▶ _DIRECTION_
Please copy the lines below word for word, omitting the pictures.

[Point labeling samples]

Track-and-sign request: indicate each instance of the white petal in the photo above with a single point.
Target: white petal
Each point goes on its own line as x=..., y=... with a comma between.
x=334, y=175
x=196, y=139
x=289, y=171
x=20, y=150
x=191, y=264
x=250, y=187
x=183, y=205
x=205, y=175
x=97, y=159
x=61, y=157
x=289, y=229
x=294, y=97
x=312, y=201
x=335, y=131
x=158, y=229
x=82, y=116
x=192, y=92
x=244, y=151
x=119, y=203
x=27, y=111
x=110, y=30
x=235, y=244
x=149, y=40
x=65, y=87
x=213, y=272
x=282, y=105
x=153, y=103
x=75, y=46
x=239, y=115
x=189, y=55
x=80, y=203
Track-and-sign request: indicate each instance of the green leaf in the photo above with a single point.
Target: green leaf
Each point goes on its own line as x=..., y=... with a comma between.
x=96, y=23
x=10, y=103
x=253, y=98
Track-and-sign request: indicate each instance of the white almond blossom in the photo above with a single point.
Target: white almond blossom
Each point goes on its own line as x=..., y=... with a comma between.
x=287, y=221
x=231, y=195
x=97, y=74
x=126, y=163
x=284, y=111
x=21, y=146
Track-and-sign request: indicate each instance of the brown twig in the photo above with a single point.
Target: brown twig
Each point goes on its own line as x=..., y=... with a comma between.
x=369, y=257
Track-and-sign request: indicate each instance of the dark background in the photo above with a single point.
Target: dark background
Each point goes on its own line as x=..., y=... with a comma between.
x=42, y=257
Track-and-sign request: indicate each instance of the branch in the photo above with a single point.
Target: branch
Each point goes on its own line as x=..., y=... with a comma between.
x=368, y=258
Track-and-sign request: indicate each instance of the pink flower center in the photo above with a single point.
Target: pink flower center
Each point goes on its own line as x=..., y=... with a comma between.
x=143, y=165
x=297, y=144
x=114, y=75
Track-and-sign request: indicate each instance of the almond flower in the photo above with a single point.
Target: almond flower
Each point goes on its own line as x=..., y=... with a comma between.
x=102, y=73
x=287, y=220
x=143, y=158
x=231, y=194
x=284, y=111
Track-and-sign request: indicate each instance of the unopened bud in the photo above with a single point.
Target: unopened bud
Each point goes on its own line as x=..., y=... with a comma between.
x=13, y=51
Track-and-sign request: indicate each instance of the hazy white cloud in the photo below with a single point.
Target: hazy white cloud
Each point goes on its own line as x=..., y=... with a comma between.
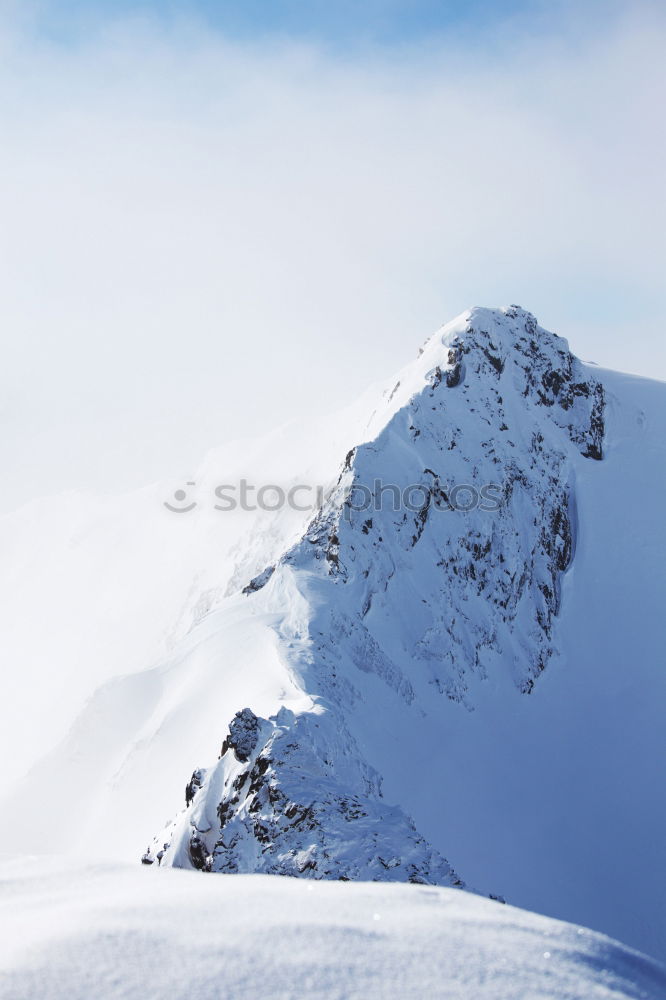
x=201, y=237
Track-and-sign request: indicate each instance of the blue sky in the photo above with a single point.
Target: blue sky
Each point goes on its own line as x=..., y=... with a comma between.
x=341, y=24
x=194, y=202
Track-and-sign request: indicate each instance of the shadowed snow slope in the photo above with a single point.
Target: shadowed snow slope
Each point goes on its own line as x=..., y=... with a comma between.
x=386, y=687
x=137, y=934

▶ _WORKED SOLUTION_
Track-and-sign request: indicate each instance of the white petal in the photo above with a single point.
Target: white petal
Each point goes on its own line as x=..., y=... with a comma between.
x=334, y=175
x=196, y=139
x=289, y=171
x=20, y=150
x=191, y=264
x=250, y=187
x=183, y=205
x=205, y=175
x=97, y=159
x=61, y=157
x=289, y=229
x=294, y=97
x=312, y=201
x=335, y=131
x=158, y=229
x=82, y=116
x=192, y=92
x=244, y=151
x=119, y=203
x=27, y=111
x=110, y=30
x=235, y=244
x=149, y=40
x=65, y=87
x=213, y=272
x=282, y=105
x=153, y=103
x=75, y=46
x=239, y=115
x=189, y=55
x=80, y=203
Track-and-sign request: indicate each instance of the green leaf in the photo above with a single point.
Target: green leaf
Each point goes on its own line as x=..., y=... with a comma between.
x=96, y=23
x=10, y=103
x=253, y=98
Track-and-sign request: indicate each instance of the white almond blossom in the photo above with a single point.
Target: white almond blossom
Each point goes on its own line as x=..., y=... with a comma between.
x=287, y=221
x=231, y=195
x=97, y=74
x=126, y=163
x=284, y=111
x=21, y=146
Track-and-sign request: indicate each instance of the brown twig in the photo above with a single point.
Target: brown twig
Each point goes on its own line as x=..., y=... with a comma between.
x=369, y=257
Track-and-sign request: indicate each instance of the dark background in the photo above with a single point.
Target: dark background
Each point goes on its own line as x=..., y=... with a comma between.
x=42, y=257
Track-and-sign request: indicate each instance of the branch in the photo above with a single point.
Target: branch
Each point goes on its own line as x=..., y=... with a comma between.
x=368, y=258
Track-and-sign request: indicate each instance of the pink flower center in the photo above with a single point.
Target: pink flower center
Each point goes on its own line as x=..., y=... with a comma between.
x=143, y=165
x=297, y=144
x=114, y=75
Track-and-sign request: indicate each instance of the almond flower in the photo above with a single point.
Target: almond flower
Each point goes on its own line as x=..., y=... with a comma between.
x=102, y=73
x=287, y=220
x=143, y=158
x=231, y=194
x=284, y=111
Track-and-sign request: indicate each instance of the unopened bud in the photo above with a single point.
Target: unopened bud
Each point goes on its own line as x=..., y=... with a comma between.
x=13, y=51
Track-and-sign request: indicate each instance of the hazy white cloud in the photo below with a single point.
Target: hazy white cloud
Each point goes on its own line as x=..., y=... with a comma between.
x=201, y=237
Track-and-sign request: indicate each instance of the blue sky in the photo above with a single point.
Target: blue sky
Each point goes on its own line as x=..., y=... with a comma between.
x=341, y=24
x=194, y=202
Track-and-sign request: indicate each instance of the shadowed snow slope in the photo above with a single point.
Target: shadowed snow slope
Each point goes on its own line as x=..., y=... with a comma between.
x=386, y=687
x=137, y=934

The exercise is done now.